_WHAT THE EXERCISE ASKS_.
The number needed is how many lines in these entries contain "ceramic"; give it alone.

(Stored data entries)
☆ ☆ ☆ ☆ ☆

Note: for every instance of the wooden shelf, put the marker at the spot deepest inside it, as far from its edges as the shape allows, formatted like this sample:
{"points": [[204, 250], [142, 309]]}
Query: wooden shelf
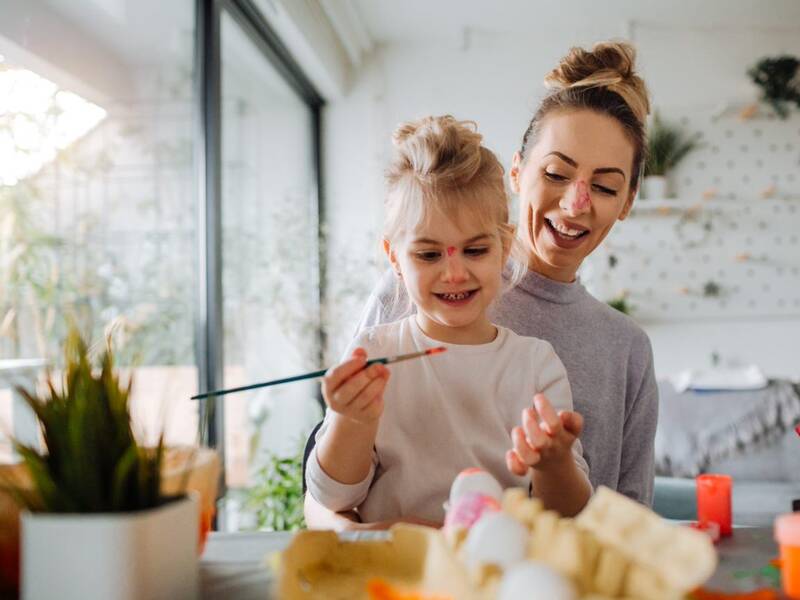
{"points": [[682, 205]]}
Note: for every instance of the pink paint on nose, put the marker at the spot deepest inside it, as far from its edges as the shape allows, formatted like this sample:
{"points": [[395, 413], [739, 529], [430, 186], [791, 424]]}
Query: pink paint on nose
{"points": [[582, 198]]}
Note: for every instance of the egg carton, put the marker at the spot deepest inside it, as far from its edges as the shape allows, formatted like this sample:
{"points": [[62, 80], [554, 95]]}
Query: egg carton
{"points": [[616, 548], [317, 565]]}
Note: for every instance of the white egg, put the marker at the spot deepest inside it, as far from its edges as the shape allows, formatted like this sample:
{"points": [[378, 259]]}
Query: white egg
{"points": [[535, 581], [475, 480], [496, 538]]}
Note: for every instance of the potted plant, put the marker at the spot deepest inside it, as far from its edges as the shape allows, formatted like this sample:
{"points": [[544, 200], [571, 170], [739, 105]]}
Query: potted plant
{"points": [[667, 145], [96, 522]]}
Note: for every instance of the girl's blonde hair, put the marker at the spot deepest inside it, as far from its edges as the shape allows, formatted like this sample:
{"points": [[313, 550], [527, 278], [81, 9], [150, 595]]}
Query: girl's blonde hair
{"points": [[439, 166]]}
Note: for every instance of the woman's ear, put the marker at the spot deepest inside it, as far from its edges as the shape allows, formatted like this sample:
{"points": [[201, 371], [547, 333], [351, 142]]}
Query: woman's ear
{"points": [[387, 248], [513, 173], [628, 205]]}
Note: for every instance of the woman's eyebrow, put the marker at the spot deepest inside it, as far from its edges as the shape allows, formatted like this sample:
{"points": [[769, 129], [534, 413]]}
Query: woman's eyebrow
{"points": [[573, 163]]}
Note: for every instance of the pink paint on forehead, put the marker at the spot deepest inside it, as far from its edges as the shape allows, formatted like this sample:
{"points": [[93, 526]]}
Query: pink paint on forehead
{"points": [[582, 198]]}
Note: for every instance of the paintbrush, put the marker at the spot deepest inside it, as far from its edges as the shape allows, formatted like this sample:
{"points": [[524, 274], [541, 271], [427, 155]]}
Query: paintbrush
{"points": [[387, 360]]}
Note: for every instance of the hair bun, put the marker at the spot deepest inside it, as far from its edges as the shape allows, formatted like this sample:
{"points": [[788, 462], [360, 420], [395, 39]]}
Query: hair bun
{"points": [[609, 65], [441, 149]]}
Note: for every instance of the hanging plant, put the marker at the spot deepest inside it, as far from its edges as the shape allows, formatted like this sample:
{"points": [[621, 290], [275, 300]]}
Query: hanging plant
{"points": [[667, 145], [779, 80]]}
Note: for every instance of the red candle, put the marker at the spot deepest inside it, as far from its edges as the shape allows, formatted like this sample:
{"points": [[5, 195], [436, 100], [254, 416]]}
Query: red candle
{"points": [[714, 501]]}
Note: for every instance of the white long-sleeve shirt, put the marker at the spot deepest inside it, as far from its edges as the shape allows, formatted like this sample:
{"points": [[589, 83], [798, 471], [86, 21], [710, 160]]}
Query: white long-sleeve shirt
{"points": [[443, 414]]}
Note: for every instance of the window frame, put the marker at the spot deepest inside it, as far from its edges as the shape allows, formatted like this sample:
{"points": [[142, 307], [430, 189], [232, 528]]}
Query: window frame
{"points": [[208, 178]]}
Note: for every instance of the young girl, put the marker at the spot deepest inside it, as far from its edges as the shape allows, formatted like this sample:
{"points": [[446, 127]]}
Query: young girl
{"points": [[391, 446]]}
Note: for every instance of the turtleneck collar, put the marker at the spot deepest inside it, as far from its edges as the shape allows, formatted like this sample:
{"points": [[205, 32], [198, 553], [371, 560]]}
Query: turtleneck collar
{"points": [[550, 290]]}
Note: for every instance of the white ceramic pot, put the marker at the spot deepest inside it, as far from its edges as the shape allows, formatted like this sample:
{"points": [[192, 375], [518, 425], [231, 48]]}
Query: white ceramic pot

☆ ☆ ☆ ☆ ☆

_EXERCISE RESPONSE_.
2